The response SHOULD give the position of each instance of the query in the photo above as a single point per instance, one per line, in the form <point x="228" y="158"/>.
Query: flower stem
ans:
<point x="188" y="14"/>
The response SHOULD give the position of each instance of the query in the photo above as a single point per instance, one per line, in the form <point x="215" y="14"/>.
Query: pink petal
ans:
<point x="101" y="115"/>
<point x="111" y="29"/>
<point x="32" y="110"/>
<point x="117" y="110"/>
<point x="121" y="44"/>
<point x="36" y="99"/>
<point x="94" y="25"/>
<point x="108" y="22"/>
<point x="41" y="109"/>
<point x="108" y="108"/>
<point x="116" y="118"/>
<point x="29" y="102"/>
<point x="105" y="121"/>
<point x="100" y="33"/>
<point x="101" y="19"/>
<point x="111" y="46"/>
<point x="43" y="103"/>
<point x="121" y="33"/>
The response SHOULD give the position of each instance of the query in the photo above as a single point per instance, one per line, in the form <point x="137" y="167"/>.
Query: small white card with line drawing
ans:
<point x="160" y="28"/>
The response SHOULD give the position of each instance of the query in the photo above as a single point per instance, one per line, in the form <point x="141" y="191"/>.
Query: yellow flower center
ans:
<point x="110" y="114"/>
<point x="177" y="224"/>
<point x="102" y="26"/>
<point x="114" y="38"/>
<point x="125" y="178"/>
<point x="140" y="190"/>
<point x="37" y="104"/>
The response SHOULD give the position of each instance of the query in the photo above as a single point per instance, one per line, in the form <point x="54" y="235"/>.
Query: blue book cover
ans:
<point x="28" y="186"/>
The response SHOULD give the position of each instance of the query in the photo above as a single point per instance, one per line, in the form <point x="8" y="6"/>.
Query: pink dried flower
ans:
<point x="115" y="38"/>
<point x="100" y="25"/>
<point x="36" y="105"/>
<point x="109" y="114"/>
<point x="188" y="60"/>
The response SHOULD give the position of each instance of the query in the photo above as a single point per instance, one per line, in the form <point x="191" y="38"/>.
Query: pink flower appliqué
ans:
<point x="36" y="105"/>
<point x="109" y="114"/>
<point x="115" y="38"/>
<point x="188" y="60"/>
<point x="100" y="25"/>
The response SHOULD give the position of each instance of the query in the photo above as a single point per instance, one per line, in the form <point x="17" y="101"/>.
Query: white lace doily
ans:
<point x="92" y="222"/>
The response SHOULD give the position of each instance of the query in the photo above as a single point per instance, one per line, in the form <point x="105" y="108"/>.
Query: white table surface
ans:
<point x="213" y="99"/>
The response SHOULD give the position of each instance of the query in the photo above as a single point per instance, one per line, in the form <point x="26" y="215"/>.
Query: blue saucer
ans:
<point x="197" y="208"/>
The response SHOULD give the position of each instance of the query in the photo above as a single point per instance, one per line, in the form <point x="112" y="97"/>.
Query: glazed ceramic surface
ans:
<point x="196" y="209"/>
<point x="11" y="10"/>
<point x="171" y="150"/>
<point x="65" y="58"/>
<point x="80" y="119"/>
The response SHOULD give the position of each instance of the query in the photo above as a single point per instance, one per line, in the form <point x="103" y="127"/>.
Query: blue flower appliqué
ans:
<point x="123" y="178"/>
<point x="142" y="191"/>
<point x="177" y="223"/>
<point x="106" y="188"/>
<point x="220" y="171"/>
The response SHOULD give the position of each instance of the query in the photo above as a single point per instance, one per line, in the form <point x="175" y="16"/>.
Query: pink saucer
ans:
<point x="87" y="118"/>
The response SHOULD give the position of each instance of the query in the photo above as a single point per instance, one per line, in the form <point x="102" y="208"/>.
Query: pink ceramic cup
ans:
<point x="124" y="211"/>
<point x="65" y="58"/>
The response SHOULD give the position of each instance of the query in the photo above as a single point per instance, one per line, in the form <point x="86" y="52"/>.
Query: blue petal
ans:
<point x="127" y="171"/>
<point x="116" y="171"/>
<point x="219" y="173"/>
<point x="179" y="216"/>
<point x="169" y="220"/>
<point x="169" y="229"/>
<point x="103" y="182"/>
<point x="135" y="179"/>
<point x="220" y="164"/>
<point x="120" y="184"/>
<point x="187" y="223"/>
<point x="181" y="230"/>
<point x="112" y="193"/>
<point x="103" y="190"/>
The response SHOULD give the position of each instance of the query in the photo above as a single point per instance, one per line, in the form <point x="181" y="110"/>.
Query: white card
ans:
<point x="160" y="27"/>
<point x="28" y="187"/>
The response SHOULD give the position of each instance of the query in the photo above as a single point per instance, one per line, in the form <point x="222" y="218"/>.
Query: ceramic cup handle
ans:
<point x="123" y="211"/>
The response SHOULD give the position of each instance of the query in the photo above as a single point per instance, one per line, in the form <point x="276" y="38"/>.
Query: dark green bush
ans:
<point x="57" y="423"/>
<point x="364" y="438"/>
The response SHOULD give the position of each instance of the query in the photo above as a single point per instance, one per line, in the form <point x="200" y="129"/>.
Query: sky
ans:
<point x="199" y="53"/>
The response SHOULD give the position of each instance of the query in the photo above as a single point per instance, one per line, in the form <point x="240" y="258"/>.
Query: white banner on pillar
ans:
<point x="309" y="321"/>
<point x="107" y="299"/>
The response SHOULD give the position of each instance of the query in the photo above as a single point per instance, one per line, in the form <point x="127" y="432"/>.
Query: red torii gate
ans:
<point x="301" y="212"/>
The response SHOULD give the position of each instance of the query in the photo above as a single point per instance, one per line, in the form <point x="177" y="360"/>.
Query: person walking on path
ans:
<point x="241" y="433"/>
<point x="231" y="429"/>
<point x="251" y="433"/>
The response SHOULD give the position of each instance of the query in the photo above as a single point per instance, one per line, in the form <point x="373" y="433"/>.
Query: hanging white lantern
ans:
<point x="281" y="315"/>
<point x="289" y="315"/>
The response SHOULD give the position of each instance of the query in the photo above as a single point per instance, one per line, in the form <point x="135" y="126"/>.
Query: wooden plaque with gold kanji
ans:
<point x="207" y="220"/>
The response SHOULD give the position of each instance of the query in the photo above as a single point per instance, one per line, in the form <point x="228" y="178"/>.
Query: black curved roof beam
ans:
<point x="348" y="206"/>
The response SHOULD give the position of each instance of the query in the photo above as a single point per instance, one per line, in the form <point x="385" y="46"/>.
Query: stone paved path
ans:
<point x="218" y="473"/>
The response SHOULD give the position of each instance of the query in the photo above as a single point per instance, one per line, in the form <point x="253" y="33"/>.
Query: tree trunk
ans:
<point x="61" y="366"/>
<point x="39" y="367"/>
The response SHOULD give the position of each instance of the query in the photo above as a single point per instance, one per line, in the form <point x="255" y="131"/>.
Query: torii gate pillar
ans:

# [Problem details]
List every line in the records above that contains the word "surface".

# [Problem solution]
Query: white table surface
Query: glazed ceramic surface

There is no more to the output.